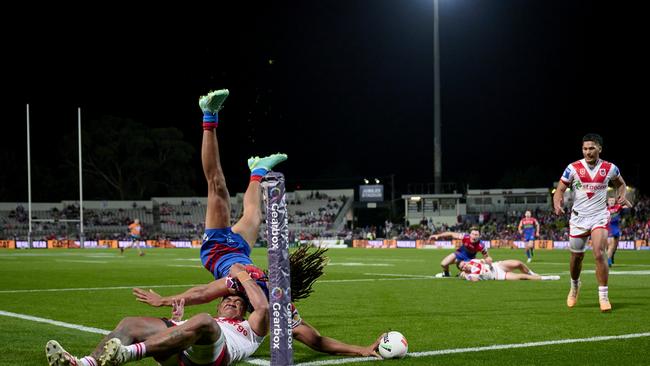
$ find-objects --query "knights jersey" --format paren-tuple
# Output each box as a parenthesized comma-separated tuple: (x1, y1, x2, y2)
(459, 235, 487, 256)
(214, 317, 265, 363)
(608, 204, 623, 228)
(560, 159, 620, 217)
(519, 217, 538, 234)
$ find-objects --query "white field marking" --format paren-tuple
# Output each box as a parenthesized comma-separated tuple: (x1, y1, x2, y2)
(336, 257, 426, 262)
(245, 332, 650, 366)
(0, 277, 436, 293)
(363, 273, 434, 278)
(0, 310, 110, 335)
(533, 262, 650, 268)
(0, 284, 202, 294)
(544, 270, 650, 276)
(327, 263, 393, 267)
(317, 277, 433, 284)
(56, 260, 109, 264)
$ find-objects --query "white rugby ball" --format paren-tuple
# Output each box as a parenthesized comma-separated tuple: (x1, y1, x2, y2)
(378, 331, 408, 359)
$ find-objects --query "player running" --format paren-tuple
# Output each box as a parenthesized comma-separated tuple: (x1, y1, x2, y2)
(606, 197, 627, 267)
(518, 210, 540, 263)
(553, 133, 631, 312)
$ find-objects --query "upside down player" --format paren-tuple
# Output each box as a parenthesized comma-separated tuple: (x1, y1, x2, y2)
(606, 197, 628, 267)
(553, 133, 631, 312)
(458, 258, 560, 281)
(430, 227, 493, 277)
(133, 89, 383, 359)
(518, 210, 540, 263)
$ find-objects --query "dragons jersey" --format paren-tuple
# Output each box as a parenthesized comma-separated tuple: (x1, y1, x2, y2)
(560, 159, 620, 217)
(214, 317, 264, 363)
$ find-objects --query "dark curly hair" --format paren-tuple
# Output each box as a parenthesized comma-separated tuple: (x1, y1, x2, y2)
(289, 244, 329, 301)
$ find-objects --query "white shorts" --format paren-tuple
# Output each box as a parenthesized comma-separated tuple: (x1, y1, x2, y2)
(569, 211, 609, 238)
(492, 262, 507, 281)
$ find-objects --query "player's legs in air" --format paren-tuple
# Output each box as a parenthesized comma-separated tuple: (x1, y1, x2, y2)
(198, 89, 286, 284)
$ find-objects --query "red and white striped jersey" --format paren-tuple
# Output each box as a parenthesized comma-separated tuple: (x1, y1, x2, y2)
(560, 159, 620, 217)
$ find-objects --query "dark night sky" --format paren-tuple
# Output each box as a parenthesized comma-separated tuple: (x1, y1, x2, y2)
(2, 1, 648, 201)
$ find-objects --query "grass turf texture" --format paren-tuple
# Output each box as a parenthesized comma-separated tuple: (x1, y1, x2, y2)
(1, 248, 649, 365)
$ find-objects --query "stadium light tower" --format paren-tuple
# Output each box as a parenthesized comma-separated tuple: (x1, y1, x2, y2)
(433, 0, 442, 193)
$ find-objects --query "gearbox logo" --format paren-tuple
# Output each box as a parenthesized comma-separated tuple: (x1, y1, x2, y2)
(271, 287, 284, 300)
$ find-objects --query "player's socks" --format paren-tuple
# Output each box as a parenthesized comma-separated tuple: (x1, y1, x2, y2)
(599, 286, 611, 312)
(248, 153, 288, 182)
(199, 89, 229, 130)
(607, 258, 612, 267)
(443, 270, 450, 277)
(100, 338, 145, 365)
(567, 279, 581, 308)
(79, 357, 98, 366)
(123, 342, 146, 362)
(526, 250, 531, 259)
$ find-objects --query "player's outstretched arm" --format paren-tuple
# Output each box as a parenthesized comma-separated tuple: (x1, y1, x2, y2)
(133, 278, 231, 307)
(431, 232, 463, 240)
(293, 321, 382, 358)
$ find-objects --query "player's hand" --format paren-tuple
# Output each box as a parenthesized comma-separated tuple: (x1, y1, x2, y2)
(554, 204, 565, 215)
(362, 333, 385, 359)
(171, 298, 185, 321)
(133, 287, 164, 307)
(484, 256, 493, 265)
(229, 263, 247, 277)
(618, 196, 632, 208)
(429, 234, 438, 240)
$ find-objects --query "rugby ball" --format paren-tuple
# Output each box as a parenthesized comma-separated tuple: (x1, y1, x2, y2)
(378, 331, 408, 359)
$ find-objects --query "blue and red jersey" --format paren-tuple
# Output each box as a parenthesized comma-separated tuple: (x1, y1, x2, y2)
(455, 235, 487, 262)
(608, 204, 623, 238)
----------
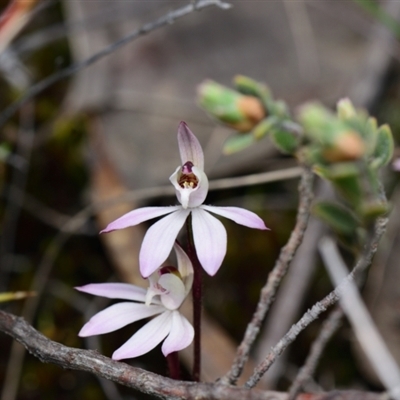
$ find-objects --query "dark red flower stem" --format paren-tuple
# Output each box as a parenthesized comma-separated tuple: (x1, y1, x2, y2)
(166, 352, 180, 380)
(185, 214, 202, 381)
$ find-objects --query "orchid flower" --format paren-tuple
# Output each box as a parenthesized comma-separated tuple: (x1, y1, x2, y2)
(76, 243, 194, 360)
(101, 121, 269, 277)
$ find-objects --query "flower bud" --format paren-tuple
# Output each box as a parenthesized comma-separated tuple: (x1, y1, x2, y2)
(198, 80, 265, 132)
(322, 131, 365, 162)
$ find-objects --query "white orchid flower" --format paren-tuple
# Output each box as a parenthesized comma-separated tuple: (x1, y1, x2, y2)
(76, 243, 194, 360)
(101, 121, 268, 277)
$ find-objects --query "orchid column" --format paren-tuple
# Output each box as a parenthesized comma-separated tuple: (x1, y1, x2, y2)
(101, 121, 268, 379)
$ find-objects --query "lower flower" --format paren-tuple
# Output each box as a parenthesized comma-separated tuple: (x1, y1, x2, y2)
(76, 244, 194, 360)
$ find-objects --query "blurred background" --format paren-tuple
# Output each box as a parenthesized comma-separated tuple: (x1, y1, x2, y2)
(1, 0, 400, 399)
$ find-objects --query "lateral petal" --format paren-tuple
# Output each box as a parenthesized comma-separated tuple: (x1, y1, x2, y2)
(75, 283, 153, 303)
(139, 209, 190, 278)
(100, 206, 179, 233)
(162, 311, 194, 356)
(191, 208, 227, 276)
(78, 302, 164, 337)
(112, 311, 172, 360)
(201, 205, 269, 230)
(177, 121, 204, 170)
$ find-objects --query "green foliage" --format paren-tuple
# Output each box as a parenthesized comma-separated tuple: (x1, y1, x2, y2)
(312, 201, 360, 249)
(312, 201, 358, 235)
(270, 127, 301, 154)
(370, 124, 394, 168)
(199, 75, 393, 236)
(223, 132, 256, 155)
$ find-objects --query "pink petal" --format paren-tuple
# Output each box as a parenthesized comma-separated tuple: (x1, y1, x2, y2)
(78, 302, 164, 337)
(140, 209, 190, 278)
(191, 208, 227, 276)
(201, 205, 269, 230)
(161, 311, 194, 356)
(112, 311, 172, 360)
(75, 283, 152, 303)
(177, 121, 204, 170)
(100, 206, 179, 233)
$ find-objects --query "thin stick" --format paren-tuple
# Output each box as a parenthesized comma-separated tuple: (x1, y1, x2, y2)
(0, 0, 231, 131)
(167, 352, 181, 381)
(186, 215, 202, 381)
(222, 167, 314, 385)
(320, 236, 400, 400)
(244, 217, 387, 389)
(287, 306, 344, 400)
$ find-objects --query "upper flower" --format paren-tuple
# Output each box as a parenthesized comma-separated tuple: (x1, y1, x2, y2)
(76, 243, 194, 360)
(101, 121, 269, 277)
----------
Show every line of the data in which the word "orchid" appears.

» OUTPUT OF THE TASK
$ find-objects --query "orchid flower" --format paren-tuple
$ find-objects --query "white orchid flower" --format paren-tuple
$ find-objects --query "orchid column" --format paren-tuple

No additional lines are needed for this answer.